[Aim of the task]
Beginning with the first entry, set down each one exactly as shown.

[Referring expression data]
################

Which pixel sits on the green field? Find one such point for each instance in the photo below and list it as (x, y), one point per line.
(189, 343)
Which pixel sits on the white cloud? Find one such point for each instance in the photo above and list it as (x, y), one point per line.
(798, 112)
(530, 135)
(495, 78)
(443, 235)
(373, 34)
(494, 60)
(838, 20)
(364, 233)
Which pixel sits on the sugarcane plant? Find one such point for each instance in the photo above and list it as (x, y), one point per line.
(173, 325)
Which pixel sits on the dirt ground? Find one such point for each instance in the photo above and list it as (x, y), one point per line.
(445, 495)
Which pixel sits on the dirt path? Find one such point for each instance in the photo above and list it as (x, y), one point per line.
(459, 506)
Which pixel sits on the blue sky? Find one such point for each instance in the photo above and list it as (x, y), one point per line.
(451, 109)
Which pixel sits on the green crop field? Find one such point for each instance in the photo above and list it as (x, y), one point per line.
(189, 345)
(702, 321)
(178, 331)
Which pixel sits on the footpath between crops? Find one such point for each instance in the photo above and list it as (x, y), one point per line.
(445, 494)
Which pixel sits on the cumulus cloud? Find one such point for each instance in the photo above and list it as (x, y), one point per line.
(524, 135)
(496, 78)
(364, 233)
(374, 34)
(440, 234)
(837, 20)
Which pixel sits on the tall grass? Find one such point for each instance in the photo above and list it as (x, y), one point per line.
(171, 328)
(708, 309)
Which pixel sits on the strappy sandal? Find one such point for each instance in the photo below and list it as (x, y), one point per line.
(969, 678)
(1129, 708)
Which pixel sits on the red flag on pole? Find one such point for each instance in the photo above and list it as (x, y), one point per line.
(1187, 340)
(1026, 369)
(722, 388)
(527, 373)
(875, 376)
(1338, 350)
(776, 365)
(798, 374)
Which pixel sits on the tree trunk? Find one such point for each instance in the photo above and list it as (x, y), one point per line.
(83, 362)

################

[Task output]
Which pixel sits on the green field? Find one such point for each instance in the photo below and list it as (x, y), one point per line.
(189, 343)
Which pixel sits on the white cloud? Find one such point for each instance in the photo above and list it as (x, y), one point per line.
(798, 112)
(530, 135)
(495, 78)
(443, 235)
(373, 34)
(494, 60)
(838, 20)
(364, 233)
Which pixel sits on the sugarcane plant? Find one such point for each instance in the photo above and list it as (x, y), one point per line.
(173, 325)
Which pixel sits on the dirt ground? Find one such point for each instance in the photo above and list it as (x, y), one point per line.
(445, 495)
Which pixel sits on the dirt path? Find one such point for each instance in the photo above and list it as (x, y), one point per line.
(459, 506)
Which pixel sits on the blue sky? Find one such point for each instance in the photo above and list it as (x, y), one point per line.
(451, 109)
Which pixel sits on the green crop field? Find one such point for each instance in the photo above and list it as (x, y), one point per line.
(189, 345)
(702, 321)
(178, 331)
Which pixel sits on the footpath between crops? Find one such point for each instance in the photo above and list it as (x, y), one point per line.
(445, 494)
Which pixel sits on the cumulus cloud? Find one such point for each instance in the photo above and list it as (x, y), one point per line.
(524, 135)
(496, 78)
(364, 233)
(374, 34)
(440, 234)
(837, 20)
Which pixel sits on the tall grass? Find one such point for each instance in the photo above and list it as (x, y), one point per line.
(171, 328)
(708, 309)
Which pixel sits on the strappy sandal? Find one such point for each instance in the photo below and list it as (x, y), one point per line.
(969, 678)
(1129, 708)
Which pixel sits on the red flag on pole? Find one such point for each instance in the photo above and list it as (x, y), one point per line.
(1187, 340)
(1026, 369)
(722, 388)
(527, 373)
(875, 376)
(1338, 350)
(776, 365)
(798, 374)
Which pixel sits on the tree trunk? Find one such point for each instance in the photo above and list it as (x, y), one point per line.
(83, 362)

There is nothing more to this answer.